_Excerpt provided_
/
Failures
Failures
Failure Brainstorm
Failure Modes
- Loss of machine
- What does this mean? When we label a misbehaving machine as toast?
- Multiple machine types: client, master, backup (separate service colocated w/ master), coordinator
- Loss of rack
- Common failure scenario - must be able to handle gracefully
- Implies we need # of racks >= # of copies of replicated data for durability
- Network Partitions
- Should not lose sanity when these occur.
Failure Symptoms
- RPC Timeout
- Client->Server or Server->Server request doesn't yield quick response
- RPC Error
- Client or Server node detects corrupt RPC, corrupt payload or server explicitly indicates error
- Assertion failure
- Internal software consistency violated; likely abort(3)'s
- Error During Recovery
- Many potentialities: backup sources die, reconstitution destinations die (e.g if distributed index reconstruction), reconstituting master dies, data missing/invalid/unsalvagable, etc.
- Full power loss
- All lights go out.
- Partial power loss/Network partition
- Part(s) of datacenter either goes down, or appears to, while other part(s) stay up.
- Missing heartbeat
- Controller or master nodes expected a regular liveness ping, but didn't get one.
- Cluster coordinator dies/becomes unreachable
- Client asks wrong server for object
- Likely response: Not my data, not my problem.
- Backup I/O Error
- Backup disk/ssd/etc gives I/O error. Common enough to handle specially or just SIITH?

_Task list_
- A) Which machine types do the failure notes list?
- B) According to the failure notes, what must hold true of the number of racks for durability?
- C) Summarize the failure notes in two sentences.

_Stored data_
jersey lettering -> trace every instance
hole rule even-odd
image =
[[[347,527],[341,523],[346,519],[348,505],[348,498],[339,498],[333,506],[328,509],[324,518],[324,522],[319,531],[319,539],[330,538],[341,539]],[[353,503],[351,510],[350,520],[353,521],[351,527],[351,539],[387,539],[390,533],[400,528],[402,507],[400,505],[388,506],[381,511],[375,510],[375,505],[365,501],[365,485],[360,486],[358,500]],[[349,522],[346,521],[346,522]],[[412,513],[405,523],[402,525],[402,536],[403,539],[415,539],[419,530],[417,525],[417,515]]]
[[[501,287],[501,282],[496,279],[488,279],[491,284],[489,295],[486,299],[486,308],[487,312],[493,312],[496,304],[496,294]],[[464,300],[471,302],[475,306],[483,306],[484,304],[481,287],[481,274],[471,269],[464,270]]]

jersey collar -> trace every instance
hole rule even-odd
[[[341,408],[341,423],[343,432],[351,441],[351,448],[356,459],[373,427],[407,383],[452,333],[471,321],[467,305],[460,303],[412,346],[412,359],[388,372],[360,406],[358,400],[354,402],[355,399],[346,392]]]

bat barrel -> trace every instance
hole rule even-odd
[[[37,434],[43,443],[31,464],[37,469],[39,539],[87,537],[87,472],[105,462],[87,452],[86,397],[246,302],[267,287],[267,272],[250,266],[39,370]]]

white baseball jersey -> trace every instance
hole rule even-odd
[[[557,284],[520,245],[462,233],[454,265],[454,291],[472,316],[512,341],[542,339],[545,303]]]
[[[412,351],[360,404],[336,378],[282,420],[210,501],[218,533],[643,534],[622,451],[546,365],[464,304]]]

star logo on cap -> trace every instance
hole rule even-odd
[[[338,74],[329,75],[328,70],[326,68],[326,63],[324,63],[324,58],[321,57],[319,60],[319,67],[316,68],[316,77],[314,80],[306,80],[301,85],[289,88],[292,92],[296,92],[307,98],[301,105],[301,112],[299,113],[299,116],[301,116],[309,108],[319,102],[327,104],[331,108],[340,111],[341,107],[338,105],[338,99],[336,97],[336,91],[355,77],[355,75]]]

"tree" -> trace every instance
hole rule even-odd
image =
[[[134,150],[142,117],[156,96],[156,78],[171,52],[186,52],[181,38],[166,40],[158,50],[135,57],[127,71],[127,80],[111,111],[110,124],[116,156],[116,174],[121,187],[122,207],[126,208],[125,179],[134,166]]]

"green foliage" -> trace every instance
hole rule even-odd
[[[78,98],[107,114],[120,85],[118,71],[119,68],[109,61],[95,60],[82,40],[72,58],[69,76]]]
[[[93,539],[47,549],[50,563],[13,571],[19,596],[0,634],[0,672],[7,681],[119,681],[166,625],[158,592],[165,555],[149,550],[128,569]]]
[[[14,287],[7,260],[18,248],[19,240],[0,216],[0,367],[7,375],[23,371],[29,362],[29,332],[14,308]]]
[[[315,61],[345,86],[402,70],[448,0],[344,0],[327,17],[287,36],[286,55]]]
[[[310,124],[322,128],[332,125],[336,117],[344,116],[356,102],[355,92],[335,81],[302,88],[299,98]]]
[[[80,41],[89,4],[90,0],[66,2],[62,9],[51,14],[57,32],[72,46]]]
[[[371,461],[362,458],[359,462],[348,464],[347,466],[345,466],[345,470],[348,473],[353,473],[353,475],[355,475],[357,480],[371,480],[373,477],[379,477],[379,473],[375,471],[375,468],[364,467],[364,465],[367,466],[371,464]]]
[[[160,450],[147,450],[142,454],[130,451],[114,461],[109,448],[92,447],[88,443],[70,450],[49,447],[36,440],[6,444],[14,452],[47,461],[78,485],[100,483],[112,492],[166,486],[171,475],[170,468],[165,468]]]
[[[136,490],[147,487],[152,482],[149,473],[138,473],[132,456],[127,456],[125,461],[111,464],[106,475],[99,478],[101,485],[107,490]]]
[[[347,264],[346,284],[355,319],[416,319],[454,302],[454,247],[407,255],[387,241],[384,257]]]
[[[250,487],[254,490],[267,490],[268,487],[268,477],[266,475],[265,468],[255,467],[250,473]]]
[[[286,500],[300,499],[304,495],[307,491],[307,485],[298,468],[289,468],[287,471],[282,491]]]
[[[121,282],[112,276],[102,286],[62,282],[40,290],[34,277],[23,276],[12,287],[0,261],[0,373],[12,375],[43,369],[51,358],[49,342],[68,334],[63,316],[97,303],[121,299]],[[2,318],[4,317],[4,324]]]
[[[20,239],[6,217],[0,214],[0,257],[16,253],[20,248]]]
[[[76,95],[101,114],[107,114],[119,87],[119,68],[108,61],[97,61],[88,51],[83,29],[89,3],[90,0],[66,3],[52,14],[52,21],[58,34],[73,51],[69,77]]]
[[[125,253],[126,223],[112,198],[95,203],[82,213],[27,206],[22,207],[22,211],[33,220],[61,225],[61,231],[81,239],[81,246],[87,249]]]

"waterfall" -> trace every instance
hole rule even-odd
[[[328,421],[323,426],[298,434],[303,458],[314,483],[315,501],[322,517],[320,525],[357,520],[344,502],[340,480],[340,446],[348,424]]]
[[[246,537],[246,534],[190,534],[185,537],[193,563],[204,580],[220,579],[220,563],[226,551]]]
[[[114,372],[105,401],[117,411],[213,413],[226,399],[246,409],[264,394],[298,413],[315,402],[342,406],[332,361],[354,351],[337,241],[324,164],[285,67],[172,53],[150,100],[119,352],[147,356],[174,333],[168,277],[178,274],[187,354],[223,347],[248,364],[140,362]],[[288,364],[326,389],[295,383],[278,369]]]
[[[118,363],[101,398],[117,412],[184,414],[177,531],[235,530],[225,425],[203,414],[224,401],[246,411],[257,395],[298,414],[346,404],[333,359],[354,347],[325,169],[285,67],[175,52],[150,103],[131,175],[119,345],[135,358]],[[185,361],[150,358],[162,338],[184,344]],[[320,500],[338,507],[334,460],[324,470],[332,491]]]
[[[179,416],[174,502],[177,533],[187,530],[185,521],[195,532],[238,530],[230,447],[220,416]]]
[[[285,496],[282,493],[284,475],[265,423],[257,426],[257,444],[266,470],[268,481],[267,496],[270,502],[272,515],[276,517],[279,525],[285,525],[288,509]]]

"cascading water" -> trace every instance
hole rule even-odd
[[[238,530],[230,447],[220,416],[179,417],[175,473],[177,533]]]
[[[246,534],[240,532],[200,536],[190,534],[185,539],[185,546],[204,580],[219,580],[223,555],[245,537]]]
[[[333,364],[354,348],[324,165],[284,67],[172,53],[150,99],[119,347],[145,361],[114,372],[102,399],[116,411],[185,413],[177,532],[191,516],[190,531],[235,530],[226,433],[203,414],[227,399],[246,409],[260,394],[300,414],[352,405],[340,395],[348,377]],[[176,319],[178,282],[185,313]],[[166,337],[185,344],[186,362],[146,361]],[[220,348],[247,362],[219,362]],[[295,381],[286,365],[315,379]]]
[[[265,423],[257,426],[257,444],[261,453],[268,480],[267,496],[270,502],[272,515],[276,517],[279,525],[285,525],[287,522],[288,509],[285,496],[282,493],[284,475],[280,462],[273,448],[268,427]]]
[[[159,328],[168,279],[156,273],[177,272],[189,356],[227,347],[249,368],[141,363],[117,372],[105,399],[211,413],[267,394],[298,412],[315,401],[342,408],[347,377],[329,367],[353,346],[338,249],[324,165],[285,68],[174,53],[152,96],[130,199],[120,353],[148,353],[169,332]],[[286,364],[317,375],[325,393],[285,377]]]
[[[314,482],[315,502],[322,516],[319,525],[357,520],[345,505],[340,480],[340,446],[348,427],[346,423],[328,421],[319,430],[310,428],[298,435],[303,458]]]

_Replies_
- A)
- client
- master
- backup (a separate service colocated with the master)
- coordinator

- B) The number of racks must be at least the number of copies of replicated data.

- C) The failure notes identify three failure modes: loss of a machine, loss of a rack, and network partitions. They also list failure symptoms, including RPC timeouts and errors, assertion failures, errors during recovery, power loss, missing heartbeats, a dead or unreachable cluster coordinator, a client asking the wrong server for an object, and backup I/O errors.